» What this task involves: Read the data that follows. Then repeat it exactly.

» Data for processing:
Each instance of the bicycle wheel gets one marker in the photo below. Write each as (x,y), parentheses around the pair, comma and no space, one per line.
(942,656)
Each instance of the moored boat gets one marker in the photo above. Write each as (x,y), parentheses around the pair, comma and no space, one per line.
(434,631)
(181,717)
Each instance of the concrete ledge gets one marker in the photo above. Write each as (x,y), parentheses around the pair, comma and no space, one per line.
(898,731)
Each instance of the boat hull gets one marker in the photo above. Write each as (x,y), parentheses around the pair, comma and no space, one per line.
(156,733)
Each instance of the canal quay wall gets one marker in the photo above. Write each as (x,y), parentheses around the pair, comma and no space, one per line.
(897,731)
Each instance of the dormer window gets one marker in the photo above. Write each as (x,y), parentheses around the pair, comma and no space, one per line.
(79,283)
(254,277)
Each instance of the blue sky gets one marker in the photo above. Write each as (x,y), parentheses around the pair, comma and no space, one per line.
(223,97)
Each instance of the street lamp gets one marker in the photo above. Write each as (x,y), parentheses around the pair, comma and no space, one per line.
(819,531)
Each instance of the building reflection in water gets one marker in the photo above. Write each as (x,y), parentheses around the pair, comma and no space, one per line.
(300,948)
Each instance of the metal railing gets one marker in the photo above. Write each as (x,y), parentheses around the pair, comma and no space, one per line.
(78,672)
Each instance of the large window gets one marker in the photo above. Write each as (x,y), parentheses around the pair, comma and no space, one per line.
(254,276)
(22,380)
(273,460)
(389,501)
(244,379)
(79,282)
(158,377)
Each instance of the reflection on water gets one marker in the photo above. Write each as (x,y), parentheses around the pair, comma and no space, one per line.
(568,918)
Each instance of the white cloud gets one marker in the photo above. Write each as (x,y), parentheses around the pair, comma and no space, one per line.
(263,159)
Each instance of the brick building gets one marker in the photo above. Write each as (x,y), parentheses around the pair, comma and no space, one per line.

» Exercise result:
Each instance of the bicycle wheel gets one marker in the photo below. Write each as (x,y), parentheses around the pair, comma and no space, one per line.
(942,656)
Each instance of the moored boat gets one marker in the photo above. Write each as (x,y), parentheses around the pair, comma and no space, one per line.
(434,631)
(181,717)
Each instance of the concrete ledge gets one marker in the photo above. Write each as (x,y), parentheses around the pair, comma and no space, one per line.
(898,731)
Each instance of the boat hull gets one marker in the photo above. Write each as (x,y), parentheses around the pair, comma and no space, one per line.
(156,733)
Each instance of the canal quay wall gets one marker in the photo above. Write each as (x,y), parentheses around the pair, comma and no space, one per line.
(897,731)
Each instance of the dormer window gets one marker in the photo above. Write each as (x,y), parentheses around the pair, comma and no space, one per line.
(79,283)
(254,277)
Each instance of the blue sky gets one marker in the photo above. Write each as (x,y), parentheses around the pair, comma and no space, one per line.
(223,97)
Each instance of the street lamp gets one marker in the photo above. Write each as (x,y), parentheses around the pair, comma and no space, one per line.
(819,531)
Each instance of the building reflection in water gets one marker in the photo above. Write each as (x,y), parentheses around the pair, comma and no space, one per line.
(300,948)
Each instance of the metal railing gets one marker in the photo above. Write each as (x,y), parentheses around the pair, comma and no space, one per line.
(78,672)
Each instance of the large window gets one marker in the photo above. Write each as (x,y), parentheses around the pair, comma and no space, one per line.
(254,276)
(22,380)
(273,460)
(389,501)
(244,379)
(79,282)
(158,377)
Each instance of the reflection on water gets one marker in the photo above. Write each as (x,y), parentheses around the pair, comma and no space, one per line.
(568,918)
Each instance of the white cloud gets one marker in the photo above. Write each as (x,y), parentheses around the pair, comma and no space, one per line.
(263,159)
Each instance of the brick building gets one marker in the photo above. Write each as (x,y), parentheses around the pair, comma and no space, one per line.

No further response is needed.